Collection entries:
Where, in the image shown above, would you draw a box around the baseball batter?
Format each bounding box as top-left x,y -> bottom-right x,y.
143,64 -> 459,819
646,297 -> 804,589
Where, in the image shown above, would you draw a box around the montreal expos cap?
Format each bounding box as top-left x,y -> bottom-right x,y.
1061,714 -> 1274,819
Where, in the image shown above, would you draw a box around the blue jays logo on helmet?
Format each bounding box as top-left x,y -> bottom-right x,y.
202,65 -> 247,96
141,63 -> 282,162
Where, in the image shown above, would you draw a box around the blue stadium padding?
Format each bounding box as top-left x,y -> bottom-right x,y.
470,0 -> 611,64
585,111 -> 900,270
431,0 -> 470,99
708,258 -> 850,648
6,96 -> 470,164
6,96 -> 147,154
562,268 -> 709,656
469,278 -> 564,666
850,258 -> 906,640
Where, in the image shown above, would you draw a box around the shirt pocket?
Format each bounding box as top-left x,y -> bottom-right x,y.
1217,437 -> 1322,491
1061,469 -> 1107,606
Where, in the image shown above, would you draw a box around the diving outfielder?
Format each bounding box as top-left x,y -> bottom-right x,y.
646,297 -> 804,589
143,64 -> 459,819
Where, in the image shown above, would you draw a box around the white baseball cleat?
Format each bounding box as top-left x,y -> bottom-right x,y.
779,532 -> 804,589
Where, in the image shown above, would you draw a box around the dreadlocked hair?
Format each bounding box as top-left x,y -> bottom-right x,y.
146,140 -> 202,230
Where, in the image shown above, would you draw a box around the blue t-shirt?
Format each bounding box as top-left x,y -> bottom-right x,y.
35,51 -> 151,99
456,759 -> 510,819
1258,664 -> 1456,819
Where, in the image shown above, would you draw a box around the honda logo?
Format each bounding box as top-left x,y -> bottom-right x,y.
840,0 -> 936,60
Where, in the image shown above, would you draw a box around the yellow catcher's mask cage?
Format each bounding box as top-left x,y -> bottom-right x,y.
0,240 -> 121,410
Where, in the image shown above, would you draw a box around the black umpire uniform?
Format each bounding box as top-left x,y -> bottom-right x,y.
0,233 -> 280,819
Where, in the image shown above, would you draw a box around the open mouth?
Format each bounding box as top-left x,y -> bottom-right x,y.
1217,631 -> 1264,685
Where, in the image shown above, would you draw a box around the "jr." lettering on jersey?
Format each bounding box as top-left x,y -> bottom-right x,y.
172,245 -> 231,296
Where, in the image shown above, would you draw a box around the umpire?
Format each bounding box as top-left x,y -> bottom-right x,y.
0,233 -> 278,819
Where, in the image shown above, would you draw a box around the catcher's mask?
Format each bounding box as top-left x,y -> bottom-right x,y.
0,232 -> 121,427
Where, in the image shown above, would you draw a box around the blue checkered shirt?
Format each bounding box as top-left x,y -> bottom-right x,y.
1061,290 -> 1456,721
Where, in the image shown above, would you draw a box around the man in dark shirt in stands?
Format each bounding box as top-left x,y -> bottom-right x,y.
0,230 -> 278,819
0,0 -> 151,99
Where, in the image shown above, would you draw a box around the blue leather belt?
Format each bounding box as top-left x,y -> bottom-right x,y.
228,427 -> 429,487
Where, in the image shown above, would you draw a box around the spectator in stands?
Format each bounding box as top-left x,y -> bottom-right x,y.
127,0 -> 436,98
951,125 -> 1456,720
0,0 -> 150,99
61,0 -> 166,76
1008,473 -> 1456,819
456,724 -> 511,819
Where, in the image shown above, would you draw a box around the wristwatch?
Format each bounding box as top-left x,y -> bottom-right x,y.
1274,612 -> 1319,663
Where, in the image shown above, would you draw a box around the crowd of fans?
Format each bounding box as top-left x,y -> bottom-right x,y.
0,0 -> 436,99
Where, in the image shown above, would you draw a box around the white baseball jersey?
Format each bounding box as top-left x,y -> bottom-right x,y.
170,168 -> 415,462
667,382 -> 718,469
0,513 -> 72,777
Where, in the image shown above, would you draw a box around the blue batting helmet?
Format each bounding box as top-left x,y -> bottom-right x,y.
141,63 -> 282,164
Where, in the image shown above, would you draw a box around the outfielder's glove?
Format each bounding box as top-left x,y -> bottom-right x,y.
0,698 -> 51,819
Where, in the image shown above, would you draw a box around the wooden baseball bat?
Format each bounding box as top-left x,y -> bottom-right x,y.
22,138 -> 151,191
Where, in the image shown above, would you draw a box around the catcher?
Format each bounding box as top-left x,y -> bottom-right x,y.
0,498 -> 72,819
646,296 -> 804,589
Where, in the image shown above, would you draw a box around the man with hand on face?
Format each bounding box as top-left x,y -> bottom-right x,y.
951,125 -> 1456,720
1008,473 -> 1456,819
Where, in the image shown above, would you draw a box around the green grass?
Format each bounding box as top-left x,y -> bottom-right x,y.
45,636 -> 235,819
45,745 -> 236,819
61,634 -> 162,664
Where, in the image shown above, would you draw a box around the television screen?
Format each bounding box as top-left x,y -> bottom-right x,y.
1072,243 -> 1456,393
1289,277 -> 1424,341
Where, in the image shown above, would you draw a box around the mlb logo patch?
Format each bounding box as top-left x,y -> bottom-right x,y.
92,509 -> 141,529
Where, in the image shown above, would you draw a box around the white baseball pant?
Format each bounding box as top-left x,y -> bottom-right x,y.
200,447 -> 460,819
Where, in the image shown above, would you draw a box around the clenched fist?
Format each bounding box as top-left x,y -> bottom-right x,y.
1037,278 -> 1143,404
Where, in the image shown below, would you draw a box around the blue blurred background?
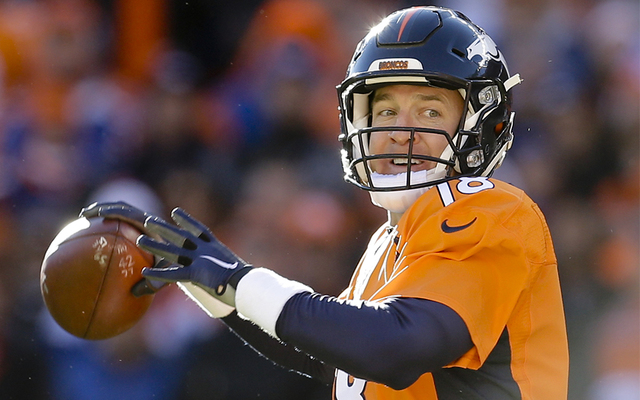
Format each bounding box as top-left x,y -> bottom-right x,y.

> _REQUEST_
Please reproduce the material above word for word, beginning at the line that contains "montreal expos cap?" and ending after the line that contains "1061,469 -> 1107,606".

> _TASK OUTPUT_
Where, in the image shown above, would you draw a box around the montreal expos cap?
Format each bounding box as top-left x,y -> bottom-right x,y.
1061,714 -> 1274,819
Where, in the image shown above, would you draw a box around the blue jays logo on helmet?
Format each bounding box as top-left x,y -> bottom-right x,y.
202,65 -> 247,96
141,63 -> 282,162
Where, in the image shown above, would you draw a box around the blue stadium padding?
Format each bounding box as top-left x,y -> bottom-right x,y.
470,0 -> 611,64
585,111 -> 900,270
431,0 -> 470,99
708,258 -> 850,648
6,96 -> 470,164
6,96 -> 147,154
562,268 -> 709,656
469,278 -> 564,666
850,258 -> 906,640
Where, in the image shown above, would you draw a box around the shirt pocket?
Format each bounding box as top-left x,y -> bottom-right x,y.
1217,437 -> 1322,491
1061,469 -> 1107,606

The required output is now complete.